→ EXERCISE INSTRUCTIONS:
• a. Reproduce word for word the passage of the text on pediatricians and trust that runs from "Recently, I have" up to and including "routine) teenage years.".
• b. List every kind of help that, according to the text on pediatricians and trust, parents rely on pediatricians' expertise for.
• c. Continue the text on pediatricians and trust, starting after its final sentence.

→ TEXT PROVIDED:
On National Pediatrician Day, Abhay Dandekar shares why it’s important to build trust with patients.
Recently, I have been thinking a lot about trust and why it’s become so elusive. Trust is the reason I became a pediatrician. Parents trust us because of our expertise to help with babies and spirited toddlers, scrapes and bumps, seasonal and chronic illnesses and the routine (or not so routine) teenage years.
Modern pediatric medical care has dropped childhood mortality by almost 95 percent over the past 100 years! But disinformation and impatience have been chipping away, sometimes making the exam room feel less like a sanctuary for discussion and more like a pressurized checkout lane. I have to sometimes remind everyone, myself included, that our patients are not apps. While a predictive chatbot might say that cough has a 17 percent chance of being a bacterial illness, it takes the wisdom of a pediatrician to translate with humility and steer safely.

→ DATASET RECORDS:
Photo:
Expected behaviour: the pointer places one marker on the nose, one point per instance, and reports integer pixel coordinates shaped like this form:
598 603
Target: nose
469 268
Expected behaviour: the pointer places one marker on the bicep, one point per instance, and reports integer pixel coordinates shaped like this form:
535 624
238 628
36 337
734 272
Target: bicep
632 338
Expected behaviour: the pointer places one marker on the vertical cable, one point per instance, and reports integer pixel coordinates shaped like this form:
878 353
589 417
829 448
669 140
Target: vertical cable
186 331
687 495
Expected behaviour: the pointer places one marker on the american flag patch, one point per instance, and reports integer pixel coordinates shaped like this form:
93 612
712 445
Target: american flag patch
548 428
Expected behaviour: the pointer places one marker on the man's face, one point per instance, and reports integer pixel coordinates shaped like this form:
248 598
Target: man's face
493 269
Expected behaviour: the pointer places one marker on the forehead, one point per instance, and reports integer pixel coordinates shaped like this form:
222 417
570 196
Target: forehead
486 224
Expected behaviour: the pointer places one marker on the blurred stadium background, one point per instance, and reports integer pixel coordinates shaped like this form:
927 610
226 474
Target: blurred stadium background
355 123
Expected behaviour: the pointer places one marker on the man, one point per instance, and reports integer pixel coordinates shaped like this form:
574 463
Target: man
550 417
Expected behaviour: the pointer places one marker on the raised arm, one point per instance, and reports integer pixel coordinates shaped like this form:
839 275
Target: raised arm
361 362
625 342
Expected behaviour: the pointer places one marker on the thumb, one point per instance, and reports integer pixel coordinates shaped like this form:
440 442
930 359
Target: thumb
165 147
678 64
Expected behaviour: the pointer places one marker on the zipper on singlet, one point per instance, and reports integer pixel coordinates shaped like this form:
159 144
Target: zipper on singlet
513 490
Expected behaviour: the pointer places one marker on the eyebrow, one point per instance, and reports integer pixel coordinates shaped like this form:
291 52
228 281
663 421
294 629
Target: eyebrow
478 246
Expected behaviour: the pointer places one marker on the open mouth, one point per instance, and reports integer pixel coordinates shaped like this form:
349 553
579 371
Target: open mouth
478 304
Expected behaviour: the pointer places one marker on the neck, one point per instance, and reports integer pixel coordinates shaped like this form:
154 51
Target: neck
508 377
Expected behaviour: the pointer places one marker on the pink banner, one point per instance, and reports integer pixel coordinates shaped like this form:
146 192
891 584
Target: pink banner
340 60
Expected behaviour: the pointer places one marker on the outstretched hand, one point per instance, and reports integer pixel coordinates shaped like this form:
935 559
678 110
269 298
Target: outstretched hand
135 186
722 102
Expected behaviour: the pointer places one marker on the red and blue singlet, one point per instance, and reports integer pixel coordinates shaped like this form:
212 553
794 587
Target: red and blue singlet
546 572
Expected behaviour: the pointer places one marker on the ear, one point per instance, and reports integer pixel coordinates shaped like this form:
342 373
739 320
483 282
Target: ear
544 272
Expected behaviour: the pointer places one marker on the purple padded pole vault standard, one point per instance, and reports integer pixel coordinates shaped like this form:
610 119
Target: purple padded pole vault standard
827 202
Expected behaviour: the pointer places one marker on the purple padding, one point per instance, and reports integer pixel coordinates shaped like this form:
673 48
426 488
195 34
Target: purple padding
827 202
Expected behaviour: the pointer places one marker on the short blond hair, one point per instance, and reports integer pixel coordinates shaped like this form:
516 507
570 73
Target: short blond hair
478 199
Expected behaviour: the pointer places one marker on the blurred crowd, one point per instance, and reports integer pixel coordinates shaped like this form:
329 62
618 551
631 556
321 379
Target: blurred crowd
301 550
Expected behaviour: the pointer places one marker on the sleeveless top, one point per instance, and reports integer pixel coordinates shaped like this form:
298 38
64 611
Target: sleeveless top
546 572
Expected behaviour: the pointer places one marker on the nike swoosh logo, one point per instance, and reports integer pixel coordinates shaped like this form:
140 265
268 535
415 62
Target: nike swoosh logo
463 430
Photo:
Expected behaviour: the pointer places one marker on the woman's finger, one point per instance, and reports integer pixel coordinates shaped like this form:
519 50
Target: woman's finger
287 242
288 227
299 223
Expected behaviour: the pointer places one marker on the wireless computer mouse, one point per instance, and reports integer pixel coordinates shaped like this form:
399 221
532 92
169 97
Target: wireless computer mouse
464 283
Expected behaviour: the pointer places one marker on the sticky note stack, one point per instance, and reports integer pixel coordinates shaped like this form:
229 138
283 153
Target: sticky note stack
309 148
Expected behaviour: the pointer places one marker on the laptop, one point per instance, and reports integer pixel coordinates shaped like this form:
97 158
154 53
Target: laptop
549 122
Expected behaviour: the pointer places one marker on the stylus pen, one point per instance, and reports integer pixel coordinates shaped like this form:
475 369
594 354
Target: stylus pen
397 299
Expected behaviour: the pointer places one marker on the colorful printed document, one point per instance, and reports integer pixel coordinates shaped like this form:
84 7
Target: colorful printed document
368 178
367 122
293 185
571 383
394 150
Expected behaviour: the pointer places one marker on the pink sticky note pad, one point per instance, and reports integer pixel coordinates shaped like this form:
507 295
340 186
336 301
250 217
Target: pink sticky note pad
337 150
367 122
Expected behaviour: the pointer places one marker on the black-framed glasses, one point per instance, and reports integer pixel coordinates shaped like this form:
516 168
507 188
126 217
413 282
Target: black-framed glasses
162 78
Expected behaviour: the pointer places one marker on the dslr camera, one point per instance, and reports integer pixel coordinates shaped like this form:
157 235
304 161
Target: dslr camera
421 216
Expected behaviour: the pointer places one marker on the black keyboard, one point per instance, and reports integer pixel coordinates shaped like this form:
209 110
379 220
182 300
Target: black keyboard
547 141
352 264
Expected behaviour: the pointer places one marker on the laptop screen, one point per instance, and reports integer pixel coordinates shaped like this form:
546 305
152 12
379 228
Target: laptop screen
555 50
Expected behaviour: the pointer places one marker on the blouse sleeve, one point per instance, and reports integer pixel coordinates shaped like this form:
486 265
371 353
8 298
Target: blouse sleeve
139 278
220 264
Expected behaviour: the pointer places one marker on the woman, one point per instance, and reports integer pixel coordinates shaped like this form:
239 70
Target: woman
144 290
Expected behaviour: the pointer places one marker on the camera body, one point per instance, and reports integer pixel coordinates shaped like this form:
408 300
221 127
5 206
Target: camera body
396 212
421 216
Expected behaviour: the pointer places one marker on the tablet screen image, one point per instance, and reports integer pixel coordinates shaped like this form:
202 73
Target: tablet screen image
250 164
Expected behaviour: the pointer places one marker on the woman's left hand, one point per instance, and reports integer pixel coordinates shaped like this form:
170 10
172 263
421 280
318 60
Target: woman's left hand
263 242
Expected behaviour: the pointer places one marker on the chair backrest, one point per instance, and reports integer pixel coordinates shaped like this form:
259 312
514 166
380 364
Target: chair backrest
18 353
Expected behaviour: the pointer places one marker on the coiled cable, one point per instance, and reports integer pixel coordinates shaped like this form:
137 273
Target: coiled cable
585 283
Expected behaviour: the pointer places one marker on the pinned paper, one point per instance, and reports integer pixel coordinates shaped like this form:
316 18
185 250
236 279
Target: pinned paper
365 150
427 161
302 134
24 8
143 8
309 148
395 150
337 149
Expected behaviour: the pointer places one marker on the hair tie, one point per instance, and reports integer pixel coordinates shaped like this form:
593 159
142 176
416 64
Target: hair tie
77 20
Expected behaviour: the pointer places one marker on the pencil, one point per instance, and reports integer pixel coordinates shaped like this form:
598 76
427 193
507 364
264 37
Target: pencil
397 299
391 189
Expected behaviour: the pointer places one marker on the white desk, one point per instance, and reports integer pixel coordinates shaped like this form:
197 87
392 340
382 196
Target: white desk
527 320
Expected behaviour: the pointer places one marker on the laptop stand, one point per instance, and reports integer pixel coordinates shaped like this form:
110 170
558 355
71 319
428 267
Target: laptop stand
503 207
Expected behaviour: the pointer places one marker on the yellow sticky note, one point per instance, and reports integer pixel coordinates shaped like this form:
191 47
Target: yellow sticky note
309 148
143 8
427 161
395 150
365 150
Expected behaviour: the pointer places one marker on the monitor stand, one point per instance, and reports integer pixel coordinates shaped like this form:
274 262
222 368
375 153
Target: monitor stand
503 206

→ RESULTS OF THE EXERCISE:
• a.
Recently, I have been thinking a lot about trust and why it’s become so elusive. Trust is the reason I became a pediatrician. Parents trust us because of our expertise to help with babies and spirited toddlers, scrapes and bumps, seasonal and chronic illnesses and the routine (or not so routine) teenage years.

• b.
- babies and spirited toddlers
- scrapes and bumps
- seasonal and chronic illnesses
- the routine (or not so routine) teenage years

• c.
This month, a hesitant parent said she wanted my opinion about vaccines because she trusts me. I presented our unchanged pediatric society recommendations guided by science and safety. I wondered if her trust in me alone was going to convince her. She said she’d think about it. When I asked her if she still trusted me, she smiled and firmly said yes.
It reminded me that trust isn’t transactional and can’t just be assumed as the proxy of a wanted outcome. I realize that one secret to longevity as a pediatrician is more listening than doing, more learning than operating and more understanding than dismissing – all foundational for multidirectional trust.